# WHAT THE EXERCISE ASKS:
Return exactly the lines that run from the one containing "In this exercise you will mark each instance of the car" to the end of the entries, with both ends included.

# DATASET ROWS:
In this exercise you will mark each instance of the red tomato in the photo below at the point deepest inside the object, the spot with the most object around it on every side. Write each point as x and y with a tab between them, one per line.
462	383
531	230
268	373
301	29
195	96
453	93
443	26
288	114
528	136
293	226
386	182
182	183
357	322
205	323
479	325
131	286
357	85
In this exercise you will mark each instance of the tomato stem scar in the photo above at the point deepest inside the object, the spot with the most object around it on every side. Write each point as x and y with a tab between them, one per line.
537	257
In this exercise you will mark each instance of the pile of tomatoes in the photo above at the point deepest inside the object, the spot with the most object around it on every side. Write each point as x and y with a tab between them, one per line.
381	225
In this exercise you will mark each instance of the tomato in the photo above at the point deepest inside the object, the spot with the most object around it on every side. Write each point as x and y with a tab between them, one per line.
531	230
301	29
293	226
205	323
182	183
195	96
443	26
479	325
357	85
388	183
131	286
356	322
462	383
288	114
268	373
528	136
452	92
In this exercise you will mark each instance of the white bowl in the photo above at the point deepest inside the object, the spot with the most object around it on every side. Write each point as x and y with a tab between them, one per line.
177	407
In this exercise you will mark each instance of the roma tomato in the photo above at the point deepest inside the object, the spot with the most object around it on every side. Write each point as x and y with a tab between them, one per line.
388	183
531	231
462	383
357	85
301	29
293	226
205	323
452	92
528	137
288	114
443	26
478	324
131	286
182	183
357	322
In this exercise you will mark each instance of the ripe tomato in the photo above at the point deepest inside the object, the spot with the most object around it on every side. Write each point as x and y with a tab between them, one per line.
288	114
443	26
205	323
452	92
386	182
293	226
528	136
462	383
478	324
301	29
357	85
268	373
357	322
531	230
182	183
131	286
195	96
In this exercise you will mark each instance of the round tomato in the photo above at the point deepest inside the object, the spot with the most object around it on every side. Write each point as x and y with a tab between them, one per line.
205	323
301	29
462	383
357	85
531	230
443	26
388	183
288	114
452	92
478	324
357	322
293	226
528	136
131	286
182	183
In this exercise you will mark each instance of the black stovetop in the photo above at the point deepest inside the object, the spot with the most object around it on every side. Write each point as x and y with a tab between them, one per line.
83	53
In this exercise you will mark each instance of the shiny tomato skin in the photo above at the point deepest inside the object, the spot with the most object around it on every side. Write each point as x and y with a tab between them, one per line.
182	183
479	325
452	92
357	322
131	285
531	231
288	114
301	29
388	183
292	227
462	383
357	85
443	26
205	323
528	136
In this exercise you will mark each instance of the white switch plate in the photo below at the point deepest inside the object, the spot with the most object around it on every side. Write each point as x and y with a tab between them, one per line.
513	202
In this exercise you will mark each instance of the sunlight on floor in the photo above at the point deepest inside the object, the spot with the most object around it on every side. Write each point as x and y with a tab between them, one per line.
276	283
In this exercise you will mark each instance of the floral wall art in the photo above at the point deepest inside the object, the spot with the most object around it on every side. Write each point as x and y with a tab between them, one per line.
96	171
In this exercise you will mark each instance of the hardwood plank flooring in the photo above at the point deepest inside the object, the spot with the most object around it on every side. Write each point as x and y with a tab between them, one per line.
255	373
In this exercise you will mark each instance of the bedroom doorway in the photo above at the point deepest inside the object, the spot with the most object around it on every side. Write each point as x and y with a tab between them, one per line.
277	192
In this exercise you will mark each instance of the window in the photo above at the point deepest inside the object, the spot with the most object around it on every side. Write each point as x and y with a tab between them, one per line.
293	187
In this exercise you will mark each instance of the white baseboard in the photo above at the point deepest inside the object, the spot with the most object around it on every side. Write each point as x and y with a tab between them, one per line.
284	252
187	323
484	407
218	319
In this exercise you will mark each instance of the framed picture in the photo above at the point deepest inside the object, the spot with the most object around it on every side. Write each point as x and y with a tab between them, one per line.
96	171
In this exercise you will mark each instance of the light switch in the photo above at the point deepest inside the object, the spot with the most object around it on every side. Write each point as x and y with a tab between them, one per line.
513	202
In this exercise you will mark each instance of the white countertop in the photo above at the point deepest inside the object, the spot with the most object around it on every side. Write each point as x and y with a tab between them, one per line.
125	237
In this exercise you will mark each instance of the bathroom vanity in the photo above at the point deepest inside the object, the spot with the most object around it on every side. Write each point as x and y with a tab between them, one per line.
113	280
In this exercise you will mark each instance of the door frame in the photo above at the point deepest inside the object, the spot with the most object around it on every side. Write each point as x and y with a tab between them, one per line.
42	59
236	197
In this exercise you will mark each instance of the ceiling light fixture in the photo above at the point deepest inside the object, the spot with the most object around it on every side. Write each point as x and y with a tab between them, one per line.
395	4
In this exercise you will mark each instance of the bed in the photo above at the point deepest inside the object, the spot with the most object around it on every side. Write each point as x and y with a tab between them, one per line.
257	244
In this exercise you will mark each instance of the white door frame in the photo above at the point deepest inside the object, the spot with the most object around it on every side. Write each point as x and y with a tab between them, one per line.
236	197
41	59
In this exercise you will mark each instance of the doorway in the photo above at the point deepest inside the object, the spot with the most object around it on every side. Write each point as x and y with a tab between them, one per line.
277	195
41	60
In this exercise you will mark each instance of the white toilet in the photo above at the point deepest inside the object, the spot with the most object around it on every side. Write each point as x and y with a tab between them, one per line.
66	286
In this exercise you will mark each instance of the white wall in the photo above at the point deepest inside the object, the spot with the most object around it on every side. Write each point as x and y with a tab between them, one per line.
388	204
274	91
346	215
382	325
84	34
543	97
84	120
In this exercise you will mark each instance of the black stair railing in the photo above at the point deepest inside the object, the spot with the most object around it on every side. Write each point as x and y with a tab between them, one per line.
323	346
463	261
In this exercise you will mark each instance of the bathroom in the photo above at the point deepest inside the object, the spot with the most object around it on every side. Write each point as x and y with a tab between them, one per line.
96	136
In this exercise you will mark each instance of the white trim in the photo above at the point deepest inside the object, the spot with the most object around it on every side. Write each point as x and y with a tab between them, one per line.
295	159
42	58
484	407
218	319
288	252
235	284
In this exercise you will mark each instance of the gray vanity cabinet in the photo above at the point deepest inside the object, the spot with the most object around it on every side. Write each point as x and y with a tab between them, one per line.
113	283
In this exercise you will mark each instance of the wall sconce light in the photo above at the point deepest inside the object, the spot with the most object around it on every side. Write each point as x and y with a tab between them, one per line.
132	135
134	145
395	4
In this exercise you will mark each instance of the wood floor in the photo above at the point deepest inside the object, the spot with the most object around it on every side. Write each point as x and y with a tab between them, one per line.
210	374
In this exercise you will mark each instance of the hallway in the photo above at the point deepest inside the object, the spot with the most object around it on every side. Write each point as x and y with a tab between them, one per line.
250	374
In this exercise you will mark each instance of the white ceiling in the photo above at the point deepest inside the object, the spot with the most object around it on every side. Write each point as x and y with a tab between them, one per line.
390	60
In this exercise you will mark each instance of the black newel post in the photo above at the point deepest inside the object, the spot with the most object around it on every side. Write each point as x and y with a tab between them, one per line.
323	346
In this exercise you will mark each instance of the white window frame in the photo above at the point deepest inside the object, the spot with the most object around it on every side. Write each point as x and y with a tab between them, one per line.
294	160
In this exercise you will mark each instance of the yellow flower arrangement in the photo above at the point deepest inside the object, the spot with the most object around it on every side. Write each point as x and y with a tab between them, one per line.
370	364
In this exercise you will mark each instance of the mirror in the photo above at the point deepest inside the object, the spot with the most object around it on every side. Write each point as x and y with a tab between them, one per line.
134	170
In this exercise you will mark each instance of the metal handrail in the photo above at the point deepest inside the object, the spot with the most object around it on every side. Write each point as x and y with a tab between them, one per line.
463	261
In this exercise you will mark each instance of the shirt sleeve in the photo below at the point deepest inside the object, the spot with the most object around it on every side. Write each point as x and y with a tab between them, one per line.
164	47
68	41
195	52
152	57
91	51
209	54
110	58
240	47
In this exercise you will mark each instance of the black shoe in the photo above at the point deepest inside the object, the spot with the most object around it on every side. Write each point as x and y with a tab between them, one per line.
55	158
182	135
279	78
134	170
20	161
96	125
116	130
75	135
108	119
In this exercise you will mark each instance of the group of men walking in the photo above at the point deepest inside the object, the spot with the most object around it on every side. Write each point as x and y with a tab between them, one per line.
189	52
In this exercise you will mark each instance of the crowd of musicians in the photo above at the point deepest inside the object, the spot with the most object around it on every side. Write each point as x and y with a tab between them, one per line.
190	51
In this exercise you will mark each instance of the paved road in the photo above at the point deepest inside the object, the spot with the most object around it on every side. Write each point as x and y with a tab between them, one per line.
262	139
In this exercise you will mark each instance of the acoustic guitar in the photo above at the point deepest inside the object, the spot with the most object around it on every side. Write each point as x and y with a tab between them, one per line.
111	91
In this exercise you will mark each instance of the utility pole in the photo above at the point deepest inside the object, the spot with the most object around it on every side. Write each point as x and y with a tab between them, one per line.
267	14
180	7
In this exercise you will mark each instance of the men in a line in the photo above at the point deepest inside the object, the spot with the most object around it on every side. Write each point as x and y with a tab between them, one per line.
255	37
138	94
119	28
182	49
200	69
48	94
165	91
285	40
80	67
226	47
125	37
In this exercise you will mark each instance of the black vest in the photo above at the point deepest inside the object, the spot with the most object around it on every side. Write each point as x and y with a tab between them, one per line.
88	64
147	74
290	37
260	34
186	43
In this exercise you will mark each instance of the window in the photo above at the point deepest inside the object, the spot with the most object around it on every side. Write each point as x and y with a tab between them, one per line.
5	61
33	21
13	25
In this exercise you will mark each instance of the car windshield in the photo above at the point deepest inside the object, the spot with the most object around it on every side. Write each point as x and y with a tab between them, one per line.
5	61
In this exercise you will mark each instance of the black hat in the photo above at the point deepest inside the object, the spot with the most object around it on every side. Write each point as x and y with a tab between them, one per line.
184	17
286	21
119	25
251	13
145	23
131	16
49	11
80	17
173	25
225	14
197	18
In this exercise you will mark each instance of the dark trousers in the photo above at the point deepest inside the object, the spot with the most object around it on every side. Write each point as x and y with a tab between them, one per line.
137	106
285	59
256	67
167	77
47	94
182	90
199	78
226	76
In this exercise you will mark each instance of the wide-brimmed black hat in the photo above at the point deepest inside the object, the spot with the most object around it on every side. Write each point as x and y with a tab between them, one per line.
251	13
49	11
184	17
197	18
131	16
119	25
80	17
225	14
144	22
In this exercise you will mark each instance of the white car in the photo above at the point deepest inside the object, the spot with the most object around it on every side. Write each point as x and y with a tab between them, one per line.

# RESULT FOR THIS TASK:
In this exercise you will mark each instance of the car windshield in the photo above at the point deepest inside the object, the spot with the most object around it on every side. Write each point as x and y with a tab between them, one per line.
5	61
In this exercise you will mark each instance of the black hat in the photo above at the point deepest inside the object, the spot with the most object around it on every side. Write each point as x and y with a tab between them, one per line.
184	17
286	21
119	25
251	13
145	23
131	16
49	11
80	17
173	25
225	14
197	18
In this exercise you will mark each instance of the dark trousers in the photo above at the point deepest inside the object, the spot with the most object around it on every side. Write each point as x and y with a tab between them, one per line.
137	106
285	59
256	67
167	77
47	94
182	90
199	78
226	76
In this exercise you will mark each instance of the wide-brimmed black hat in the photo above at the point deepest inside the object, the spot with the most object around it on every side. Write each point as x and y with a tab between them, one per line.
251	13
49	11
184	17
197	18
131	16
119	25
80	17
225	14
144	22
In this exercise you will mark each instance of the white car in the photo above at the point deepest inside the object, the spot with the most object around it on every side. Write each point as x and y with a tab between them, one per line.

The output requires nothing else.